=== Exercise passage ===
*-*-*

Meryl Baily is communications coordinator in The Carter Center Office of Public Information.

The muddy pond is as brown as the hillsides surrounding it. It is the peak of dry season in Ghana and Chief Tahanaa looks over the water he has been drinking since he was a child.

“I know what people are going through,” he says, lifting his robe to reveal a sunken, coin-size scar on his left calf. The scar is a reminder of the Guinea worm disease Tahanna suffered as a child. Today, painful memories drive his commitment to eradicate the ancient disease from Taha, his village.

Indeed, Tahanaa’s dedication is changing the face of his community and nudging Guinea worm disease toward the distinction of being just the second disease in human history (after smallpox) to be eradicated from the earth. The Carter Center continues to fight the last fraction of 1 percent of the disease in the nine African countries where it remains.

People contract Guinea worm disease when they consume stagnant water that is contaminated with tiny water fleas carrying infective larvae. Inside a human’s abdomen, Guinea worm larvae grow for nearly a year.
Once mature, the meter-long Guinea worm slowly emerges through a large, seeping blister in the skin. The crippling pain leaves victims unable to work or attend school, sometimes for months, until the worm is completely removed by a health care worker.

To escape the intense burning sensation caused by the blister, sufferers often seek to cool their wounds in nearby water sources. When the worm touches water, it releases hundreds of thousands of larvae. Water fleas eat the larvae, and the disease cycle continues.

After a visit from Ghana’s national Guinea worm program staff a few years ago, Tahanaa realized there was something he could do to protect his village. He gathered the community for health education to ensure that everyone, old and young, learned how to protect themselves against the debilitating disease. He had a platform built next to the pond so that water collectors would not step into it and possibly contaminate the water with Guinea worm larvae.

*-*-*

=== Records ===
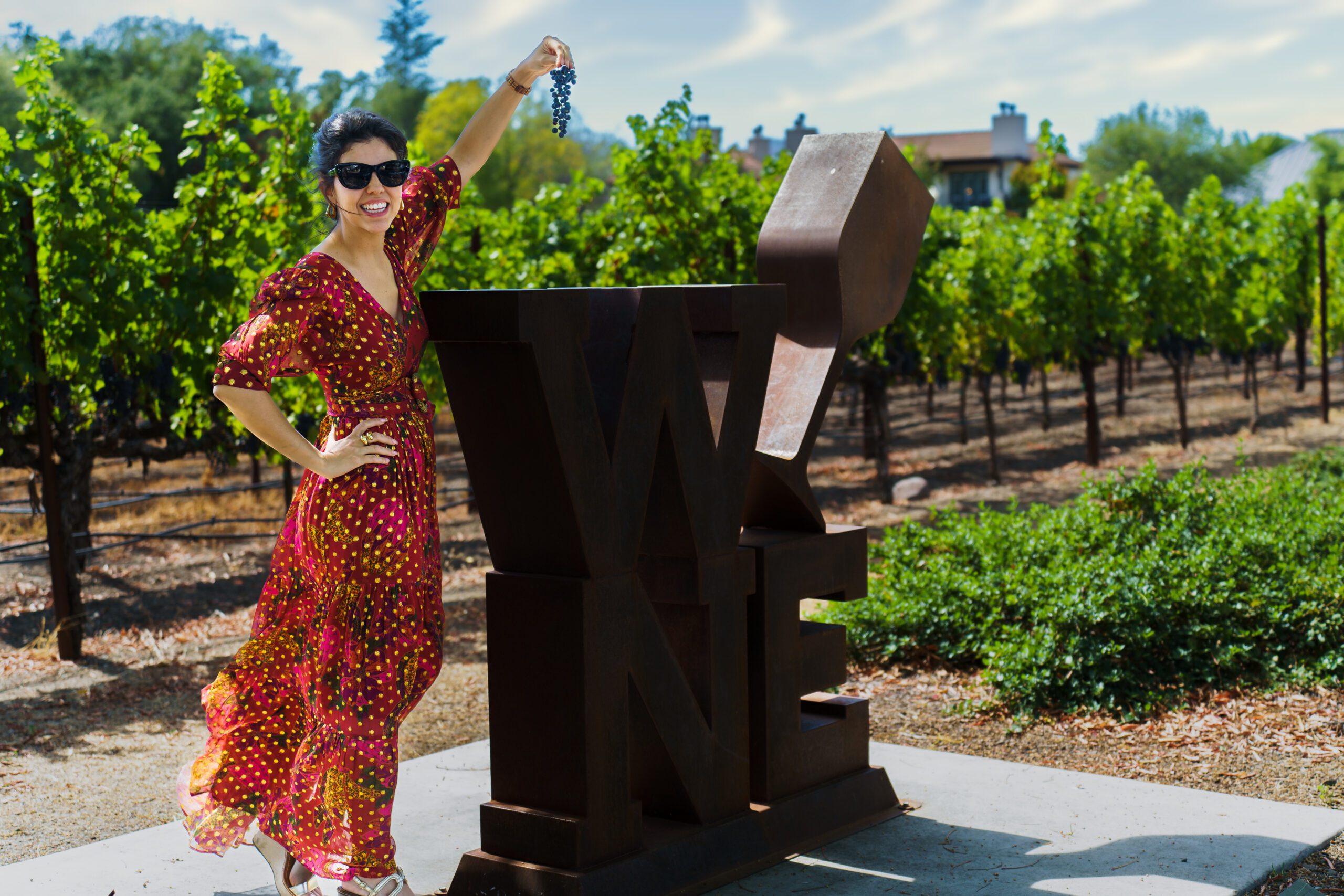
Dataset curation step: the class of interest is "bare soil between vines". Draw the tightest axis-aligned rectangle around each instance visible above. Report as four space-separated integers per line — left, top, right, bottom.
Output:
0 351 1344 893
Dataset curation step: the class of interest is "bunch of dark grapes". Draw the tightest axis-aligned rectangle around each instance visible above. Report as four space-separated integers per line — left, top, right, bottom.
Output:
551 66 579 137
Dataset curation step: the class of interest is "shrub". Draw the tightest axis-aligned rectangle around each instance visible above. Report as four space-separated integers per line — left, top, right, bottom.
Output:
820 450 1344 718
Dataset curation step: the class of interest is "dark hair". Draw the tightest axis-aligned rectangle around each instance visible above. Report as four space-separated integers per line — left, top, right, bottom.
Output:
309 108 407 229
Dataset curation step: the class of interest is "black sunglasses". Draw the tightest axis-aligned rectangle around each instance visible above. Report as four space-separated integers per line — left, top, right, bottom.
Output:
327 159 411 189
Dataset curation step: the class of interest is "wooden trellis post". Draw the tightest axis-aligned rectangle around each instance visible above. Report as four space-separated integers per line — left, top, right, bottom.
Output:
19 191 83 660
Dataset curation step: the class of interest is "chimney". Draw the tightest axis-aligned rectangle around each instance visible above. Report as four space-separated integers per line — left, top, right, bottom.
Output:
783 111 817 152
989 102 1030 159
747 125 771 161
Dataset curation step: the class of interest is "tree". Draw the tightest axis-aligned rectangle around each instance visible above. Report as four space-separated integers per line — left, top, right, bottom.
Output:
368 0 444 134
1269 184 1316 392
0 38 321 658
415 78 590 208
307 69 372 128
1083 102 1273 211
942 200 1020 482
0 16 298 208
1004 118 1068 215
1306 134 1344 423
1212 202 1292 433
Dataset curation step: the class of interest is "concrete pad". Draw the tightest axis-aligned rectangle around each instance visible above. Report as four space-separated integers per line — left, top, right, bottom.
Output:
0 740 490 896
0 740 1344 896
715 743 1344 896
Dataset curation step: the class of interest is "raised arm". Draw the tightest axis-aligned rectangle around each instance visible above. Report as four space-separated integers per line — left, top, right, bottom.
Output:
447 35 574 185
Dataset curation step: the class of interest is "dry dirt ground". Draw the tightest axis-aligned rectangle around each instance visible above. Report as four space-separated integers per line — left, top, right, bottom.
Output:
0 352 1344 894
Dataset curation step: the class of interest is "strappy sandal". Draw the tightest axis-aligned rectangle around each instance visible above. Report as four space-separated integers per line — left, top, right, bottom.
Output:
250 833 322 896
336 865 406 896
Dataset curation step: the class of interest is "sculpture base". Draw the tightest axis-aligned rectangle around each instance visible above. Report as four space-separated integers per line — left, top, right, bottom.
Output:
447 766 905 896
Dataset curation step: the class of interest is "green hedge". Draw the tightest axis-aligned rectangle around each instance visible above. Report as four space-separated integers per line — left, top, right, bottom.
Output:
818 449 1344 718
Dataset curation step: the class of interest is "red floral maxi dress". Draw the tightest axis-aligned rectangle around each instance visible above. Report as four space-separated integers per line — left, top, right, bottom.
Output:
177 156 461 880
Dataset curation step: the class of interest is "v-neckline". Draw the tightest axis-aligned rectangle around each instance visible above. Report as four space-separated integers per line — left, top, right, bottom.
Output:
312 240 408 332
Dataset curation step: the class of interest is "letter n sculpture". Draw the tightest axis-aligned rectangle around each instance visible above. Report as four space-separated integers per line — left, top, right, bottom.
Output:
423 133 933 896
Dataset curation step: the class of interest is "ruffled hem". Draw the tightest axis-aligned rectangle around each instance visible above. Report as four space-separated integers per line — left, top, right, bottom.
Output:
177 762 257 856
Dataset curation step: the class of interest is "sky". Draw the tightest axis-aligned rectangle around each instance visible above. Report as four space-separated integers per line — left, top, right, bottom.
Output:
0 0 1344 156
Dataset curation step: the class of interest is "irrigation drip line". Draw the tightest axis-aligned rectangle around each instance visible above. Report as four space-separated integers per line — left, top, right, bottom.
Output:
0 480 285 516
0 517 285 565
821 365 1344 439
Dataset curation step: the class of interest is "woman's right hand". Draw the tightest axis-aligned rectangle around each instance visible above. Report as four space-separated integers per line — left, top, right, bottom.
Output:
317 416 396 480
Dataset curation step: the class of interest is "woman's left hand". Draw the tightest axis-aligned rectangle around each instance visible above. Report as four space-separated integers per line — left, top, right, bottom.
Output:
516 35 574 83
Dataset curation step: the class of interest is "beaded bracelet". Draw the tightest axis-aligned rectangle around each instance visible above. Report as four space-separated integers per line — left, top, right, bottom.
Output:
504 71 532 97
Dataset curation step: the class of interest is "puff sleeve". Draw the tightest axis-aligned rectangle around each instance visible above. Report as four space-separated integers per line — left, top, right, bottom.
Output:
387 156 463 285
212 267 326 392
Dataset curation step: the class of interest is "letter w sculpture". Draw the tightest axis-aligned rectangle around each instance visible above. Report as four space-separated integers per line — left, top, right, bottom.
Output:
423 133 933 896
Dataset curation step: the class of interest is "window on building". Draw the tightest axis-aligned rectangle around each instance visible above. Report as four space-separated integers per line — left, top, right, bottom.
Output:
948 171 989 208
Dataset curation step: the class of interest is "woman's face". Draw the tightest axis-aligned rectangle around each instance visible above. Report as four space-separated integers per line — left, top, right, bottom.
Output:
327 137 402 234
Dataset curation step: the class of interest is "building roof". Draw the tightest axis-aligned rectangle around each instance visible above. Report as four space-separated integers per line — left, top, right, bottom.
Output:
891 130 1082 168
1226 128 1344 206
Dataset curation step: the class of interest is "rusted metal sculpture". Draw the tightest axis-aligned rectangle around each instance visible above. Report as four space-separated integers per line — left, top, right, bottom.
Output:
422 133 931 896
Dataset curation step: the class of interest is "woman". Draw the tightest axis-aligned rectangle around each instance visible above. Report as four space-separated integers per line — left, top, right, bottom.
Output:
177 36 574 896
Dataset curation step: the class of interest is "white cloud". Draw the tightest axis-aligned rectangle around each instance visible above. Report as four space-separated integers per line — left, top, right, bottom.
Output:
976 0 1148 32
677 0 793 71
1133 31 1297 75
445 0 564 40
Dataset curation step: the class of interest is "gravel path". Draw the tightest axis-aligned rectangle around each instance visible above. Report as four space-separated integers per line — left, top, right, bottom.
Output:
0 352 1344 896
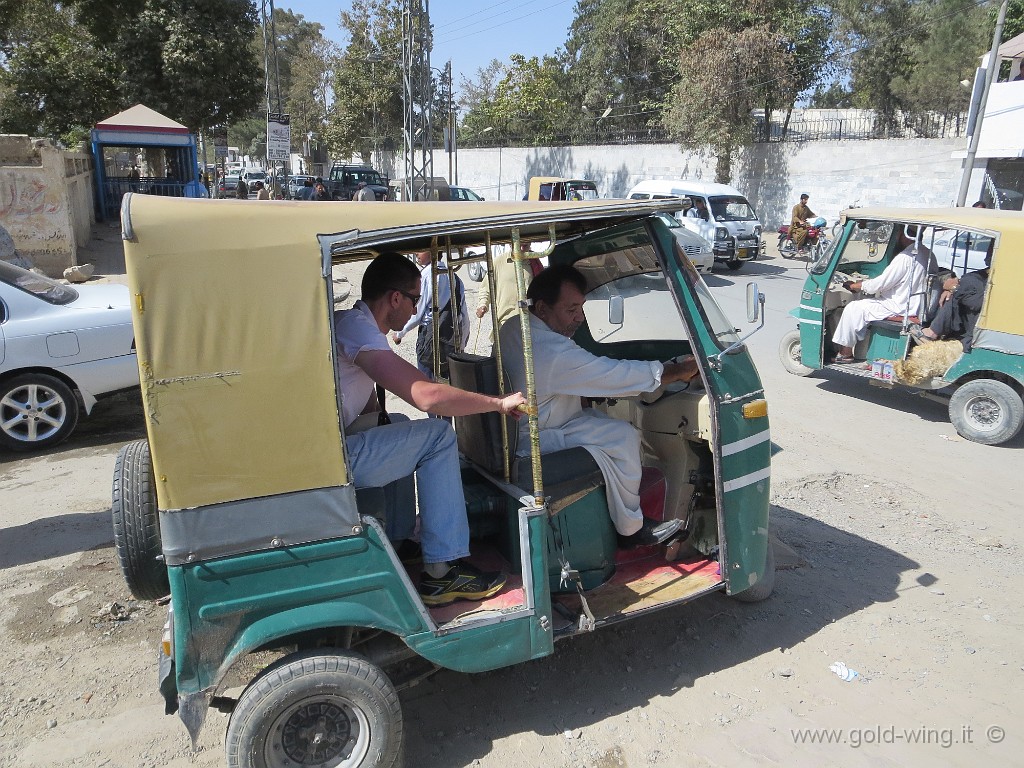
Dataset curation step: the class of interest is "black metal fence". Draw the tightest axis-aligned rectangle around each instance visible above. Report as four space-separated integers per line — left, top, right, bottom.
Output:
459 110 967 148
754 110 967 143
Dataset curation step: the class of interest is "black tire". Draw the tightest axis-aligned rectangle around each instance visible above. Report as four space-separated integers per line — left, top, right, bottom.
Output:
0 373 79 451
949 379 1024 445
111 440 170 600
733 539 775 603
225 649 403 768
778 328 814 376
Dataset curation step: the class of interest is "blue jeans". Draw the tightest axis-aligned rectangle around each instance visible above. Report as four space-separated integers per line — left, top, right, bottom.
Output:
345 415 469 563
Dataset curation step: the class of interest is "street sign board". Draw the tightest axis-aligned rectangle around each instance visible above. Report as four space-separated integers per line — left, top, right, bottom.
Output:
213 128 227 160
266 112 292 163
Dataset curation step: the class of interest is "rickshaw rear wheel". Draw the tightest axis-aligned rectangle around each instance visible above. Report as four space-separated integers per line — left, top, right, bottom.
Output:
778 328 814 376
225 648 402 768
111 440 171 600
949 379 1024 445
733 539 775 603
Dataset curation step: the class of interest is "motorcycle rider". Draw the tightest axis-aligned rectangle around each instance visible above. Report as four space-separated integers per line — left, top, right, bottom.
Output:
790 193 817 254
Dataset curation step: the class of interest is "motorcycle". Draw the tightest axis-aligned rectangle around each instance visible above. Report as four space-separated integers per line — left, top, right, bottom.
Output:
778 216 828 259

*-*-*

=== What to work on ===
1 - Decide whether each statement below agrees with the Guinea worm passage. Answer yes or no for each, and quote the words of the passage that settle it.
(a) Guinea worm larvae grow inside a human's abdomen for nearly a year.
(b) The Carter Center is fighting the disease in twelve African countries.
(c) Tahanaa had a platform built beside the pond so that water collectors would not step into it.
2 - Using only the Guinea worm passage, explain in one to three sentences why Tahanaa had a platform built next to the pond.
3 - Extract the part of the Guinea worm passage between "The muddy pond" and "Taha, his village.", inclusive.

=== Outputs by task ===
1 -
(a) Yes: "Inside a human’s abdomen, Guinea worm larvae grow for nearly a year."
(b) No: "in the nine African countries where it remains."
(c) Yes: "He had a platform built next to the pond so that water collectors would not step into it"

2 - He had it built so that water collectors would not step into the pond and possibly contaminate the water with Guinea worm larvae. When a worm touches water, it releases hundreds of thousands of larvae, and water fleas eat them. People who drink water with those fleas catch the disease.

3 -
The muddy pond is as brown as the hillsides surrounding it. It is the peak of dry season in Ghana and Chief Tahanaa looks over the water he has been drinking since he was a child.

“I know what people are going through,” he says, lifting his robe to reveal a sunken, coin-size scar on his left calf. The scar is a reminder of the Guinea worm disease Tahanna suffered as a child. Today, painful memories drive his commitment to eradicate the ancient disease from Taha, his village.